» **PROBLEM A**
Put the stretch of the entries below, from their first line through the line containing "pixel 564 205", into a Markdown table with the columns Row and Line. Number each line and skip blank lines.

Homework 5 - Parse Mystery

For this project you have a text file which has, hidden within it, data that identifies a mystery object on campus. Your mission is to decipher the file to figure out what the campus object is.

All parts of HW5 are due Tue Feb 11th at 11:55 pm.

Homework 5 Warmups

To get started we have some warmup functions on nested loops and parsing.

> HW5 Warmups

Install Pillow

This project will use the "Pillow" library. A library is a body of already written code which you import and use, and in this case the Pillow library contains code to manipulate images. We'll use libraries with more detail later. For this assignment you need to install Pillow on your machine so your code can use it.

Open a "terminal" window - the same type of window where you type "python3 foo.py" to run programs. The easiest way to get a Terminal is to use the terminal tab at the lower-left within PyCharm. Type the following command (shown in bold as usual). Note that "Pillow" starts with an uppercase P. (On windows, "python" or "py").

$ python3 -m pip install Pillow
..prints stuff...

» **MATERIAL FOR THIS TASK**

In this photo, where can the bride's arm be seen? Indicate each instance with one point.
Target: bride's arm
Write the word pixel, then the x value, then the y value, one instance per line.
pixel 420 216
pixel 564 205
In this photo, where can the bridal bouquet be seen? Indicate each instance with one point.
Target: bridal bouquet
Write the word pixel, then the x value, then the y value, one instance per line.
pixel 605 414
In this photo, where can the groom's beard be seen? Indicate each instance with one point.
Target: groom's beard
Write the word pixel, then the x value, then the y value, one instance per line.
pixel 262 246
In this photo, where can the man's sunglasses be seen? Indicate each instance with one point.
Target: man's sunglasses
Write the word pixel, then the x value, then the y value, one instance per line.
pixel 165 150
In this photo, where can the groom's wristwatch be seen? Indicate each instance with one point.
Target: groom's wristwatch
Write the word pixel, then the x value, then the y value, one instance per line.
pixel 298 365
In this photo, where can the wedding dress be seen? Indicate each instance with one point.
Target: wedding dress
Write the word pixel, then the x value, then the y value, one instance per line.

» **PROBLEM B**
Write what comes next in the Parse Mystery homework page above, picking up right after its last line.

» **FINAL ANSWER A**
| Row | Line |
|---|---|
| 1 | In this photo, where can the bride's arm be seen? Indicate each instance with one point. |
| 2 | Target: bride's arm |
| 3 | Write the word pixel, then the x value, then the y value, one instance per line. |
| 4 | pixel 420 216 |
| 5 | pixel 564 205 |

» **FINAL ANSWER B**
Successfully installed Pillow-5.4.1

To test that Pillow is working, type the following command to a terminal inside your parse-mystery folder. This runs the "simpleimage.py" code included in the folder. When run like this, simpleimage.py creates and displays a big yellow rectangle.

# (inside your parse-mystery folder)
$ python3 simpleimage.py
# yellow rectangle appears

If you cannot get Pillow installed successfully, you can still write most of the code for this project. You will need to comment out the line "from simpleimage import SimpleImage" near the top of the starter file, and post to Piazza and Brahm will help you out.

Frightful Numbers

Download the parse-mystery.zip to get started.

For this project, you will need to make sense of text lines like the following which have numbers hidden in them. The numbers are frightfully messed up (these are from 480k.txt):

800!)176^b006$(46$*#63Z*16$*06$z5^
47$ 42^ 18$bj55
166^!56
77$b 51*25 b35 44*35
*32 j46@ 65^!05$#Z90^(32 x
wait there's no digits in this one at all!
31*32^#34)68^ 60!38$ 74 b148^*60 53#38 c21  28*)

Each number is represented by some text starting with a digit, following these rules:

1. The numbers are non-negative integers, like 123

2. The first char of each number is always a digit.

3. If a '$' char appears immediately after a number, its digits are backwards. So '211$' is the number 112.

4. If a '^' char appears immediately after a number, it's as if that number is not present in the data, and it is omitted from the output. So for example '176^' would be omitted.

5. The numbers are separated from each other by random chars which are not '^' or '$' or digits.

Here is the first example line:

800!)176^b006$(46$*#63Z*16$*06$z5^

What are the numbers in there?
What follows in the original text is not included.